◆ **EXERCISE MATERIALS**
=== Begin Enclosure ===
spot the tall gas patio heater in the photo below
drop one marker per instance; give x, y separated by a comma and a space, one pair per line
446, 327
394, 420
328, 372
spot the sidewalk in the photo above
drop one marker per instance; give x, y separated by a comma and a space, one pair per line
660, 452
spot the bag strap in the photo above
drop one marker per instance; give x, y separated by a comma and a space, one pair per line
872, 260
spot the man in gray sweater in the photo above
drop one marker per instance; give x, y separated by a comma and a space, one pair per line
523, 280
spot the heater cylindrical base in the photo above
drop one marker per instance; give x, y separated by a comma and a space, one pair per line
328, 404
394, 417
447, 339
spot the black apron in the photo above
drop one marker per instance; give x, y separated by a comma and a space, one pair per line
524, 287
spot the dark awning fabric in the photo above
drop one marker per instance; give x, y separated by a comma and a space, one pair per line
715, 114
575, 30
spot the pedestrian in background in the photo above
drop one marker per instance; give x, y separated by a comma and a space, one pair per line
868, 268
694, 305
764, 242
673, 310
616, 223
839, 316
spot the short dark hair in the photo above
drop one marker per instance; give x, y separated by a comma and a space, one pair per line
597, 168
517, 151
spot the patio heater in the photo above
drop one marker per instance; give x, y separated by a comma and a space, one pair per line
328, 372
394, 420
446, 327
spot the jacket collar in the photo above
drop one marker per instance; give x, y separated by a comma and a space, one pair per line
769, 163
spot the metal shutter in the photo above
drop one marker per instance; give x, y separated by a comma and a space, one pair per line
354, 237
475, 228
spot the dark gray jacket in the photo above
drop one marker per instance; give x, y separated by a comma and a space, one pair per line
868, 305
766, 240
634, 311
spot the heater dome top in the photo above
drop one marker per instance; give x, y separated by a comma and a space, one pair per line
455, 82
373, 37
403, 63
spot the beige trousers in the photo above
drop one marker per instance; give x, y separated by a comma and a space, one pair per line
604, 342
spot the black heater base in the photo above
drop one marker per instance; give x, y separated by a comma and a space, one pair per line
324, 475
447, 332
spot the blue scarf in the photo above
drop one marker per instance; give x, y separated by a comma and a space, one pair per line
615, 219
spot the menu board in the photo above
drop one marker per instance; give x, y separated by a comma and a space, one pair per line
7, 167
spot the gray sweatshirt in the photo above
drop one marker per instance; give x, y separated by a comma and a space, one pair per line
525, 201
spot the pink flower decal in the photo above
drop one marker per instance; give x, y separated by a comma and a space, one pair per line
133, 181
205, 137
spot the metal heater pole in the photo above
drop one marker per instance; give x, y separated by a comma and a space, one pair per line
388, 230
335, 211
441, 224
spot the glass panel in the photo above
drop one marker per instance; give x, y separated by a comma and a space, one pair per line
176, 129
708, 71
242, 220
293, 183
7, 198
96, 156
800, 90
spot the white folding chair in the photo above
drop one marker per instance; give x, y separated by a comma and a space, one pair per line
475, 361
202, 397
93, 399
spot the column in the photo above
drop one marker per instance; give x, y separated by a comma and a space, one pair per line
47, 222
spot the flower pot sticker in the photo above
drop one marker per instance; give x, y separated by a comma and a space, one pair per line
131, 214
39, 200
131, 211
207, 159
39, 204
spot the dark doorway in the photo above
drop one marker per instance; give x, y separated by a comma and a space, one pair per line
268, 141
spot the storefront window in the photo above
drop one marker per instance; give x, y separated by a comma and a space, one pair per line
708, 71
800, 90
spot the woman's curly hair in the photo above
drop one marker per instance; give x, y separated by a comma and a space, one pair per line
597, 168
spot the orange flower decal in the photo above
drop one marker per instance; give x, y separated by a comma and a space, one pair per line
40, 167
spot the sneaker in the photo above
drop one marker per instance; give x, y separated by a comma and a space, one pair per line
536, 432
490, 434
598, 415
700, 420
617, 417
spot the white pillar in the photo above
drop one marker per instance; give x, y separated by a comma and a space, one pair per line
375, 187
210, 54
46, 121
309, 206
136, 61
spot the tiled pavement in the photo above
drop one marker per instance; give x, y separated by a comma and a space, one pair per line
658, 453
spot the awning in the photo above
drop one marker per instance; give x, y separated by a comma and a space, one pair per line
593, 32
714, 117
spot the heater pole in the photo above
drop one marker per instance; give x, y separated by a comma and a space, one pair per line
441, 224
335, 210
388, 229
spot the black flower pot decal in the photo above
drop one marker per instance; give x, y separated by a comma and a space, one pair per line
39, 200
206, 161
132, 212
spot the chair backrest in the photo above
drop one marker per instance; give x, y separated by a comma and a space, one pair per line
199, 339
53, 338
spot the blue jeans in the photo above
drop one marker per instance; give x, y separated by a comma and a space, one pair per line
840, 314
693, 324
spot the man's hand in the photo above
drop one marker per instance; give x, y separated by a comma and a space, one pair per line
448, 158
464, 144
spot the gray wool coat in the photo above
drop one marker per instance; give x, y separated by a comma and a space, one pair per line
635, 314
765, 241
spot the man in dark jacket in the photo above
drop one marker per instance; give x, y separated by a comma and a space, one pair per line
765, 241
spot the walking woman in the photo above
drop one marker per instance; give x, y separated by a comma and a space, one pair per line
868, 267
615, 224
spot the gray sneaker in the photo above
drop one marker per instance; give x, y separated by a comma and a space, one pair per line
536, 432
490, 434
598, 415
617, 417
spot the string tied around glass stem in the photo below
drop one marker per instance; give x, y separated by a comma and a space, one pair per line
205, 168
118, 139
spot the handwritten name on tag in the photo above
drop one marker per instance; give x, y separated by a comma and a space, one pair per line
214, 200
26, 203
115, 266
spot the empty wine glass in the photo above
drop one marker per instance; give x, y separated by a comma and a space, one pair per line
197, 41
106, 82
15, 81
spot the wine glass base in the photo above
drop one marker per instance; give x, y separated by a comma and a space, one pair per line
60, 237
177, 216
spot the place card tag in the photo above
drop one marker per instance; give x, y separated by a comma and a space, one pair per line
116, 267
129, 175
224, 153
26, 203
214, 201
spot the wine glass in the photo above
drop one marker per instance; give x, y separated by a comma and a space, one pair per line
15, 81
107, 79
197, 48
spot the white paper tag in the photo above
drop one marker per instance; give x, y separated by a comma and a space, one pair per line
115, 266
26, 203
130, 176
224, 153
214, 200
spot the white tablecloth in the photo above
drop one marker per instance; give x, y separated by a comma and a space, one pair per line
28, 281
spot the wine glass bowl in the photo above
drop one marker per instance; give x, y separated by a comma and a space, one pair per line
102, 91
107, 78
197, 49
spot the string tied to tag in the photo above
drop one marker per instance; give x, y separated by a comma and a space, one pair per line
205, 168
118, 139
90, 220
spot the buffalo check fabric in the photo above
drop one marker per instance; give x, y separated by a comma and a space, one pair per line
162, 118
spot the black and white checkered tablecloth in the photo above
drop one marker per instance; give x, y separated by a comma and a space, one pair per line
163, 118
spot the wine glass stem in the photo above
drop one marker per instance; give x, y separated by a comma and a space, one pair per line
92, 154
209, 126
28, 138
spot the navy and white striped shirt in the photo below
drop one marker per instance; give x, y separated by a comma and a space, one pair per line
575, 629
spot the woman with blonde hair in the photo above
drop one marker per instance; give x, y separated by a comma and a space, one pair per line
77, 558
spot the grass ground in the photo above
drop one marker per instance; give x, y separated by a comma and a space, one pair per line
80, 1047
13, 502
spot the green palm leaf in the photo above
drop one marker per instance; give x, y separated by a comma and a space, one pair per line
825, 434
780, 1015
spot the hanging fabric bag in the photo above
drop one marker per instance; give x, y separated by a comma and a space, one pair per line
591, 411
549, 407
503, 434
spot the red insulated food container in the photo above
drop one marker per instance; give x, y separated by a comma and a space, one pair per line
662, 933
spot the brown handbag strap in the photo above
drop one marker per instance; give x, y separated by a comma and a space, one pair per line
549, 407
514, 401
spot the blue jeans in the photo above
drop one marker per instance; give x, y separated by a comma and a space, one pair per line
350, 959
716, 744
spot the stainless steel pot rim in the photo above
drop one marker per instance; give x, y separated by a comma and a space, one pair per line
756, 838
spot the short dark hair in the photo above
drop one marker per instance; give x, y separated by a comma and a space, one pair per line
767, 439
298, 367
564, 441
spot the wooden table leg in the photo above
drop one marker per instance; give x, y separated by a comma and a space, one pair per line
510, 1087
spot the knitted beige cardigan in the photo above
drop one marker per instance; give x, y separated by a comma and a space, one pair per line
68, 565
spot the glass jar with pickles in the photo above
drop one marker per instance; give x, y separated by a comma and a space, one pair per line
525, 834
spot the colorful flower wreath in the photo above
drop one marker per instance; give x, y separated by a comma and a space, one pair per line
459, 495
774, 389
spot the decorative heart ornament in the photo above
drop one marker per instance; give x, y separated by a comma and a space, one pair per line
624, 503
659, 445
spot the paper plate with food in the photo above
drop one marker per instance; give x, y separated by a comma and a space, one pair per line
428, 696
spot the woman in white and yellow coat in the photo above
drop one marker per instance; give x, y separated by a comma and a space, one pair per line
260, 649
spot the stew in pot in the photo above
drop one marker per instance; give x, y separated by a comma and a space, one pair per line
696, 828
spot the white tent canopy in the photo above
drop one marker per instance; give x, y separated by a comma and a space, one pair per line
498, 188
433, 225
=== End Enclosure ===
◆ **TASK ITEM**
From the records above, transcribe without alteration every line from the one with "spot the black and" to the one with "spot the grass ground in the photo above", inclusive.

◆ **EXPECTED ANSWER**
spot the black and white checkered tablecloth in the photo above
drop one marker per instance; give x, y separated by a comma and a space, one pair per line
163, 118
spot the wine glass stem in the photo above
drop one marker per instance; give x, y separated by a comma and a space, one pair per line
92, 154
209, 126
28, 138
spot the navy and white striped shirt in the photo below
drop one marker per instance; give x, y separated by a comma and a space, one pair per line
575, 629
spot the woman with blonde hair in the photo above
drop one marker per instance; give x, y separated by a comma and a space, one pair per line
77, 558
spot the grass ground in the photo above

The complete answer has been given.